*PROBLEM DETAILS*: Write out the full set of records exactly. Any pictures in them do not belong in the copy.

*RECORDS PROVIDED*:
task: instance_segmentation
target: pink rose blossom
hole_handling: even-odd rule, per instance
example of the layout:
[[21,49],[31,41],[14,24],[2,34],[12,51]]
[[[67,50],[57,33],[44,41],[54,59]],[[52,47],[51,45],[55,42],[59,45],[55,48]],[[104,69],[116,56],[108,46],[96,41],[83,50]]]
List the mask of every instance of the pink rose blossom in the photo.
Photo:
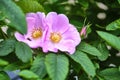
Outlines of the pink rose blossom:
[[83,27],[81,32],[80,32],[81,36],[85,36],[86,35],[86,27]]
[[50,12],[46,16],[46,23],[49,29],[43,51],[58,52],[60,50],[73,54],[81,38],[77,29],[69,23],[68,18],[64,14]]
[[[27,33],[15,33],[18,41],[28,44],[31,48],[42,47],[47,27],[45,26],[45,14],[41,12],[26,15]],[[21,23],[22,24],[22,23]]]

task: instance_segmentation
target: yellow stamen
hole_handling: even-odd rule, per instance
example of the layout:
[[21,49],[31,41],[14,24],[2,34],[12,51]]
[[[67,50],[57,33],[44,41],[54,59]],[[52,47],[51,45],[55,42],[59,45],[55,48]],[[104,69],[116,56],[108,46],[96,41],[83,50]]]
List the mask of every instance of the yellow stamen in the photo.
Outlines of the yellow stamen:
[[37,39],[42,37],[42,30],[41,29],[34,29],[32,32],[32,38]]
[[58,43],[61,40],[61,34],[59,33],[51,33],[50,39],[53,43]]

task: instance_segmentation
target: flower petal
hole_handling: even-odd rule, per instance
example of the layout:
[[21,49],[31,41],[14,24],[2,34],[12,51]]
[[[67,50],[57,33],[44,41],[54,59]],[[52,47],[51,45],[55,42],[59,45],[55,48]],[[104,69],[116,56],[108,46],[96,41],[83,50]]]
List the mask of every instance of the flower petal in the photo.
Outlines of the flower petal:
[[75,45],[72,40],[61,41],[61,43],[56,44],[56,48],[60,51],[68,52],[70,54],[75,52]]
[[64,14],[57,15],[55,12],[50,12],[46,20],[52,32],[64,33],[68,29],[69,20]]

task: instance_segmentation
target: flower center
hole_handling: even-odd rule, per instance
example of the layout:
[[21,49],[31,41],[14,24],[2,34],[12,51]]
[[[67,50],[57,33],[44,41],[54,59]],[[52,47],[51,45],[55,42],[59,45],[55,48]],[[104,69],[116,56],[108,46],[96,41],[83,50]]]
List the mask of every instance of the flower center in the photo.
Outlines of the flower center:
[[59,33],[51,33],[50,39],[53,43],[58,43],[61,40],[61,34]]
[[32,38],[37,39],[42,37],[42,30],[41,29],[34,29],[32,32]]

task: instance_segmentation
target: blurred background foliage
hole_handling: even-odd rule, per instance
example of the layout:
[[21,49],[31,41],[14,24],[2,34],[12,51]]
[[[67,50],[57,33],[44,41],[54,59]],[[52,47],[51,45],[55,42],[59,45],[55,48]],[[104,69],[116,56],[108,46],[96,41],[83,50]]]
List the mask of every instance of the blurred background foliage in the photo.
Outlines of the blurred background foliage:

*EXPECTED OUTPUT*:
task: instance_segmentation
target: pink rose blossom
hole_handling: even-odd rule, per instance
example of the layout:
[[21,49],[31,41],[14,24],[2,34],[12,51]]
[[[67,50],[57,33],[44,41],[54,59]],[[52,47],[51,45],[55,42],[59,45],[55,48]],[[104,69],[116,56],[108,46],[96,41],[83,50]]]
List the mask of every instance of the pink rose blossom in the photo.
Photo:
Outlines of the pink rose blossom:
[[83,27],[81,32],[80,32],[81,36],[85,36],[86,35],[86,27]]
[[50,12],[46,16],[46,23],[49,29],[43,51],[58,52],[60,50],[73,54],[81,38],[77,29],[69,23],[68,18],[64,14]]
[[[27,33],[15,33],[18,41],[28,44],[31,48],[42,47],[47,27],[45,26],[45,14],[41,12],[26,15]],[[21,23],[22,24],[22,23]]]

task: instance_segmentation
target: yellow stamen
hole_handling: even-odd rule, per instance
example of the layout:
[[21,49],[31,41],[14,24],[2,34],[12,51]]
[[[67,50],[57,33],[44,41],[54,59]],[[52,47],[51,45],[55,42],[59,45],[55,48]],[[104,69],[116,56],[108,46],[96,41],[83,50]]]
List the mask of every instance of the yellow stamen in the photo.
Outlines of the yellow stamen:
[[37,39],[42,37],[42,30],[41,29],[34,29],[32,32],[32,38]]
[[58,43],[61,40],[61,34],[59,33],[51,33],[50,39],[53,43]]

task: instance_segmentation
target: flower petal
hole_handling: even-odd rule, per instance
example of the layout:
[[21,49],[31,41],[14,24],[2,34],[12,51]]
[[[67,50],[57,33],[44,41],[54,59]],[[52,47],[51,45],[55,42],[59,45],[55,48]],[[104,69],[116,56],[108,46],[96,41],[83,50]]]
List the mask of every instance of the flower petal in the photo.
Outlines of the flower petal:
[[75,45],[72,40],[61,41],[61,43],[56,44],[56,48],[60,51],[68,52],[70,54],[75,52]]
[[64,14],[57,15],[55,12],[50,12],[46,20],[52,32],[64,33],[68,29],[69,20]]

task: instance_segmentation
target: flower center
hole_handling: even-odd rule, per instance
example of the layout:
[[21,49],[31,41],[14,24],[2,34],[12,51]]
[[[67,50],[57,33],[44,41],[54,59]],[[52,47],[51,45],[55,42],[59,45],[55,48]],[[104,69],[116,56],[108,46],[96,41],[83,50]]]
List the mask of every instance of the flower center in the photo.
Outlines of the flower center:
[[59,33],[51,33],[50,39],[53,43],[58,43],[61,40],[61,34]]
[[32,38],[37,39],[42,37],[42,30],[41,29],[34,29],[32,32]]

task: instance_segmentation
target: blurred background foliage
hole_handling: even-odd rule, per instance
example of the layout:
[[21,49],[31,41],[14,24],[2,34],[12,51]]
[[[67,50],[57,33],[44,41],[54,59]],[[52,47],[51,45],[55,42],[59,45],[55,48]],[[104,69],[116,56],[108,46],[96,41],[83,50]]]
List the mask of every instance of the blurred background foliage in the photo.
Outlines of the blurred background foliage:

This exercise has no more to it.